• _TO BE DONE_:
a: List every four-digit year mentioned in the passage about A. Philip Randolph below.
b: Resume the passage about A. Philip Randolph and his 1941 march threat, picking up after its final sentence.

• _QUOTED TEXT_:

[Begin]

At 74, A. (Asa) Philip Randolph (1889-1979), the founder and president of the powerful union the Brotherhood of Sleeping Car Porters, approached the planning of the March on Washington for Jobs and Freedom with the full knowledge of the impact it would have. More than two decades earlier, in 1941, Randolph had threatened President Franklin D. Roosevelt with a similar peaceful demonstration, “A Call to Negro America to March on Washington for Jobs and Equal Participation in National Defense.”

Despite an all-out effort by President Roosevelt to convince Randolph to cancel the march, the activist refused to budge, and in June Roosevelt – with great reluctance—signed Executive Order 8802, which banned racial discrimination in hiring for defense industries as well as federal bureaus, and including civil service jobs. The order created the Fair Employment Practice Committee (FEPC) to receive complaints, investigate charges of discrimination and take action – though it possessed no enforcement powers – to resolve outstanding problems.The march, to be held July 1, promised to be quite a spectacle with 100,000 people predicted to descend on the nation’s capital—a nightmare for the Roosevelt Administration that feared racial violence and the embarrassment it would cause in front of the rest of the world. The president’s authority undermined by his own citizens was bad at any time, but a disaster with America’s allies at war.

[End]

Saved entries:
[Begin]

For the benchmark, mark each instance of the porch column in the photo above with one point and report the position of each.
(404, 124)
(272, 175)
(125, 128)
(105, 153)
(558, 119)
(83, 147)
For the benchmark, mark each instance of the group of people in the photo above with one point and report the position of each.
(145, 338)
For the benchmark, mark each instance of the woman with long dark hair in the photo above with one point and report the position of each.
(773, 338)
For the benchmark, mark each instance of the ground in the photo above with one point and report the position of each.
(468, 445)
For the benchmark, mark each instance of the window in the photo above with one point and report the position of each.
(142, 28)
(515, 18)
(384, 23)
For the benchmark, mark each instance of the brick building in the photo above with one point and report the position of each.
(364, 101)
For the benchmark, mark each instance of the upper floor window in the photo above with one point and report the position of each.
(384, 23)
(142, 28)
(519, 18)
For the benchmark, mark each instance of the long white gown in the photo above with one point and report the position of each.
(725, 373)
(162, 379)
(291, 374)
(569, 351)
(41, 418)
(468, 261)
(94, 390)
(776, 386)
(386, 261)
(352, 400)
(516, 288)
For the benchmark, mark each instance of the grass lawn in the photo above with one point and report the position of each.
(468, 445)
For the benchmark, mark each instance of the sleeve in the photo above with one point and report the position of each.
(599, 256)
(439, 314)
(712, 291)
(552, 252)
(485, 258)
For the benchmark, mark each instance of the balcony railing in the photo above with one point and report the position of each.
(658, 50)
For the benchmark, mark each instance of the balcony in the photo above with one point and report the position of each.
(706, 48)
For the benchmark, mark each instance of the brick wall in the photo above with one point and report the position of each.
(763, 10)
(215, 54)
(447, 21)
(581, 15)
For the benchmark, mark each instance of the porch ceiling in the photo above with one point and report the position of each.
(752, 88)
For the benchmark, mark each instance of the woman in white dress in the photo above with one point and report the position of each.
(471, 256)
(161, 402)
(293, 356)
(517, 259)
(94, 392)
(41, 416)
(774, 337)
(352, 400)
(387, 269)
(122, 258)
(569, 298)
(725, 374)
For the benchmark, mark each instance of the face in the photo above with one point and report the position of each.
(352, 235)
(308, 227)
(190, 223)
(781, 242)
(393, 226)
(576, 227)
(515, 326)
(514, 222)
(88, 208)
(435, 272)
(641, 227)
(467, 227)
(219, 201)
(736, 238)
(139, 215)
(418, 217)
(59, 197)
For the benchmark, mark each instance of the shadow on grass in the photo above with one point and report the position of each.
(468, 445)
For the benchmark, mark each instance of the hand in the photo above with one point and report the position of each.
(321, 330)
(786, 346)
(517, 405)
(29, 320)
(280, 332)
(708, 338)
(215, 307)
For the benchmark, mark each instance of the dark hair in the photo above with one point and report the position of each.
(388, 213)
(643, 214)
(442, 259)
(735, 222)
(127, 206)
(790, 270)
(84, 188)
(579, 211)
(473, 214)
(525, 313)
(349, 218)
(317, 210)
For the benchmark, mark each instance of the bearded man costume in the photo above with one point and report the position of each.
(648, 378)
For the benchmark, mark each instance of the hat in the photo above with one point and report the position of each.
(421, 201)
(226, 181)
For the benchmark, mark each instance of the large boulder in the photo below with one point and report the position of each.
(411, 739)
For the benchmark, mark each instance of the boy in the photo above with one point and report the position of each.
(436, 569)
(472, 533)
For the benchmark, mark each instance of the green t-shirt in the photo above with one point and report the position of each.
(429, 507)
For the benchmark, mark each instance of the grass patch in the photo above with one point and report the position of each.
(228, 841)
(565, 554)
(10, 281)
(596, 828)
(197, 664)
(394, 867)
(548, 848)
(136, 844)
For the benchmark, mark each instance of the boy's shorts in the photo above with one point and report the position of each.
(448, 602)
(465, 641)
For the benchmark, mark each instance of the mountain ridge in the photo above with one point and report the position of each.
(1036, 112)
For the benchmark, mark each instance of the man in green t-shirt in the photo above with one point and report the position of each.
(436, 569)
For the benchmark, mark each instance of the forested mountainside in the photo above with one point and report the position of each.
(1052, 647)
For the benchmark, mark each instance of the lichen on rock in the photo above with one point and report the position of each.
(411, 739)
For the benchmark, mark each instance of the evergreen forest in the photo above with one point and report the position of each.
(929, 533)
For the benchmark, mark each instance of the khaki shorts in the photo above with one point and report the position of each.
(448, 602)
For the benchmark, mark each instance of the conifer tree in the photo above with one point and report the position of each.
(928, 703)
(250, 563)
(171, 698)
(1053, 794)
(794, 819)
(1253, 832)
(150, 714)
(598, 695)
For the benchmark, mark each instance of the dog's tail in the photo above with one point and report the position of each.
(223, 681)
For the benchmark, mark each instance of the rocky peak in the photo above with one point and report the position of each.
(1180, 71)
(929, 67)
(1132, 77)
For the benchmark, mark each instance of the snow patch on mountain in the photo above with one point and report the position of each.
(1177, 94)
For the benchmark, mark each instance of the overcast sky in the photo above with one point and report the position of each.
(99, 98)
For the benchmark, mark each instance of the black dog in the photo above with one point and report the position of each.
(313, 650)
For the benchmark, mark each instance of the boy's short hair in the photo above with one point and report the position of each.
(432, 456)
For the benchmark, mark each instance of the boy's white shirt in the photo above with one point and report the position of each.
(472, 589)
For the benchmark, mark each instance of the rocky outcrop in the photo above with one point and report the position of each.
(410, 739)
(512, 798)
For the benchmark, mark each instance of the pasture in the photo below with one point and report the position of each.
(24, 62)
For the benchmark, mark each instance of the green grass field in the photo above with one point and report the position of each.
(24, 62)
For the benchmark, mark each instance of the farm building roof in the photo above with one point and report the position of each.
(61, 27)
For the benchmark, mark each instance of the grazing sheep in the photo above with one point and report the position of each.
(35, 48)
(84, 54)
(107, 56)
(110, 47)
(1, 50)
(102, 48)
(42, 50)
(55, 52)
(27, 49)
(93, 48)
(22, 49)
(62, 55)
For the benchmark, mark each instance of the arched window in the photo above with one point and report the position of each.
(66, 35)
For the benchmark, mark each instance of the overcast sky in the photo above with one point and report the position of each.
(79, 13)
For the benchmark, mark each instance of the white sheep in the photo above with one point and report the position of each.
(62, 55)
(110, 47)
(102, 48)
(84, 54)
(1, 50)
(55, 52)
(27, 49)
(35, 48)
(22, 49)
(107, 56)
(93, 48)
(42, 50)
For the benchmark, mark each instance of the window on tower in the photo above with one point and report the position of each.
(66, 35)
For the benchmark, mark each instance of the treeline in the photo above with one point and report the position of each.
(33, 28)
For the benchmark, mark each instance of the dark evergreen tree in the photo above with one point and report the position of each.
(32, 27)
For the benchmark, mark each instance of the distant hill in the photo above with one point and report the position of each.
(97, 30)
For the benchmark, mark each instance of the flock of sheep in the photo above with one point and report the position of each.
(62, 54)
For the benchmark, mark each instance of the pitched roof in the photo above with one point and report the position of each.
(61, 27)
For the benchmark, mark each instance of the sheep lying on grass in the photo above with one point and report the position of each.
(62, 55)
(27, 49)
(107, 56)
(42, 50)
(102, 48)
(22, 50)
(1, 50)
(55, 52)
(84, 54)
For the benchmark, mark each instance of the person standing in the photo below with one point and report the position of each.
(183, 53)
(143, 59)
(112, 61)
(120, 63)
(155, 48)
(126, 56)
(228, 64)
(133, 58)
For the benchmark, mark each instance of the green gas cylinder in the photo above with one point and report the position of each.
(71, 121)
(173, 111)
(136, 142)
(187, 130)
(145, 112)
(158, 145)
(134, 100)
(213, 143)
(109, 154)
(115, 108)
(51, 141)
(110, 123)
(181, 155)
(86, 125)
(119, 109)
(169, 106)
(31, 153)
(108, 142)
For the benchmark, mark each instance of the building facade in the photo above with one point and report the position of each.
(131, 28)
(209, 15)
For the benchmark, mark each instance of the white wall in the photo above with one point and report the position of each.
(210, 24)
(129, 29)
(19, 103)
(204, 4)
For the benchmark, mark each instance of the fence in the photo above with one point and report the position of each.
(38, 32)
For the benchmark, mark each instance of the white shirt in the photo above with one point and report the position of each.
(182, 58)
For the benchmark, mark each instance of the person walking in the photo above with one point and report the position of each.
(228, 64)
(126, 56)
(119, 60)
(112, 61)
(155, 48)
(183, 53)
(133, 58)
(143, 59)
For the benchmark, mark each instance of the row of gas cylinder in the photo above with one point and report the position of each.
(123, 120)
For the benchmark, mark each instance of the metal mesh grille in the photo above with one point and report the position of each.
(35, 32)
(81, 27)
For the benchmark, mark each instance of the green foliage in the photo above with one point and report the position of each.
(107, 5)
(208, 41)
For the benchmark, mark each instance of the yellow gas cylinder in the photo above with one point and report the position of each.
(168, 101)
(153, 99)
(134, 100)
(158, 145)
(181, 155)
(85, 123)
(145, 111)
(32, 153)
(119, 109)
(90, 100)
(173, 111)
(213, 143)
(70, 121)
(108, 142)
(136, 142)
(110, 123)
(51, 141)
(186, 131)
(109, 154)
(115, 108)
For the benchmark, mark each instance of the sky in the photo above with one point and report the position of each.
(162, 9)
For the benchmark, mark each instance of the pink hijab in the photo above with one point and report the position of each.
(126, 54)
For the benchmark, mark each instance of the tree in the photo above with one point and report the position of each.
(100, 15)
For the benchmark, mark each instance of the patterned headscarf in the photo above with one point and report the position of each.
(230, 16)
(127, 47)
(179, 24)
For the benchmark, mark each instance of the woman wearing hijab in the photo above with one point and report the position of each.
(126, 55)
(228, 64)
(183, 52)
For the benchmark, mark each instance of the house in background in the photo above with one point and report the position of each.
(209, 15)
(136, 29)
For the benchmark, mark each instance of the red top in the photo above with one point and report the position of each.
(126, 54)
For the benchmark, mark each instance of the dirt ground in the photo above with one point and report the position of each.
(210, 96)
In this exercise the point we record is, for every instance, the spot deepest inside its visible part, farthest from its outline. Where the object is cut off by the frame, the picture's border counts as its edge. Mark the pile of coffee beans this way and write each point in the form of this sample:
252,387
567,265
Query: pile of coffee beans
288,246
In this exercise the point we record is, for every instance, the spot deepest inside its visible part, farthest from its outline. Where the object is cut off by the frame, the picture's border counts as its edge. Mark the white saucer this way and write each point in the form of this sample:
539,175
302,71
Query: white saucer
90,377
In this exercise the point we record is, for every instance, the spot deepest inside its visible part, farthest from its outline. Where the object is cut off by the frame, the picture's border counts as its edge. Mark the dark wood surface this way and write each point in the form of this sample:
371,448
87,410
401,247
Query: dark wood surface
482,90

[End]

• _SET OF ANSWERS_:
a: 1889, 1979, 1941

b:
Randolph had wanted to integrate the military, but conceded when military top brass refused to experiment with desegregation; it would have to wait until after World War II. Randolph called off the march, but he, along with a younger activist named Bayard Rustin would be at it again, successfully petitioning President Harry S Truman to sign, in 1948, an Executive Order 9981 desegregating the military.